Edit the stretch of data from the line containing "wall in the photo above." through the line containing "plant in the photo above." by replacing "green shrub" with "leafy bush", and reproduce those lines with nothing else changed.

── INFORMATION PROVIDED ──

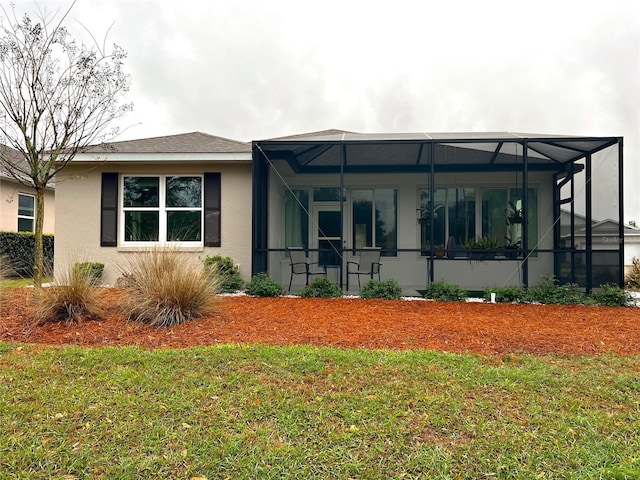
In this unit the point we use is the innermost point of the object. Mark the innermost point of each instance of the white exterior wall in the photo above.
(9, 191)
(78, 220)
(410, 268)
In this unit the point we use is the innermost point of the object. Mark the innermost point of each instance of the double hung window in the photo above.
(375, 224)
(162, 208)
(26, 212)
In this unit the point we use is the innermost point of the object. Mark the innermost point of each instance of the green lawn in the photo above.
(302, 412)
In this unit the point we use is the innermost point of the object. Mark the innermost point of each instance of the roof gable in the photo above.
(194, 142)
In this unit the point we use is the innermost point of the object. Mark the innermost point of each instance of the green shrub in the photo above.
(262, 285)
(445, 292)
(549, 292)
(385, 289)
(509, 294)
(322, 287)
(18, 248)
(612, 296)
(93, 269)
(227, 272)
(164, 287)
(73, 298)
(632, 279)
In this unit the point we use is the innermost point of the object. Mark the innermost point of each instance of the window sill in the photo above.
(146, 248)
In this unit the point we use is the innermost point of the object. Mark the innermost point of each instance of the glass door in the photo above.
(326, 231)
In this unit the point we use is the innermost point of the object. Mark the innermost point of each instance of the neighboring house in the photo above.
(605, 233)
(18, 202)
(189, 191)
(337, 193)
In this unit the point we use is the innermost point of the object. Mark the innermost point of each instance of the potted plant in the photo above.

───
── INFORMATION PROVIDED ──

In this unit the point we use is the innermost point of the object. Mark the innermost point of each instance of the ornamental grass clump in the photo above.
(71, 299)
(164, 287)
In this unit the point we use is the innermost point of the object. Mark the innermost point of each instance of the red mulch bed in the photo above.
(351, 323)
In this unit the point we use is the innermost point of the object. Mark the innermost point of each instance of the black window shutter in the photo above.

───

RESPONSE
In this unit the point we use is the innermost point of the object. Mark the innermost point of each instance of the white exterior wall in the photo above.
(9, 191)
(78, 220)
(410, 268)
In this unit the point we use is the innermost point of the object. Mark the innermost point of each instance of the double hung window in the photo above.
(375, 224)
(162, 208)
(26, 212)
In this unit the point we use is the innermost point of the object. Mark the innermost point of each instance of the green lawn in the photo above.
(302, 412)
In this unit the point we use is the innermost point of the object. Mark the innermost point of each instance of the roof gable in the photo above.
(194, 142)
In this unit the point we use is the innermost point of the object. Mark the innermost point of each instance of the leafy bush in the photo above.
(262, 285)
(445, 292)
(549, 292)
(385, 289)
(509, 294)
(322, 287)
(18, 248)
(612, 296)
(93, 269)
(227, 272)
(164, 287)
(73, 298)
(632, 279)
In this unit the point we use is the innermost point of the object. Mark the innermost point of each instance of the window sill in the photo above.
(146, 248)
In this unit the point we use is the innermost point of the object. Mark the innermost point of each instance of the glass door in the photo above.
(326, 231)
In this unit the point we use is the innermost point of the object. Mark the innermost point of each instance of the neighboring house in the photo above.
(605, 233)
(18, 202)
(189, 191)
(337, 193)
In this unit the point we use is the innermost point of the object. Mark the innermost point of each instance of the potted plant in the photo above.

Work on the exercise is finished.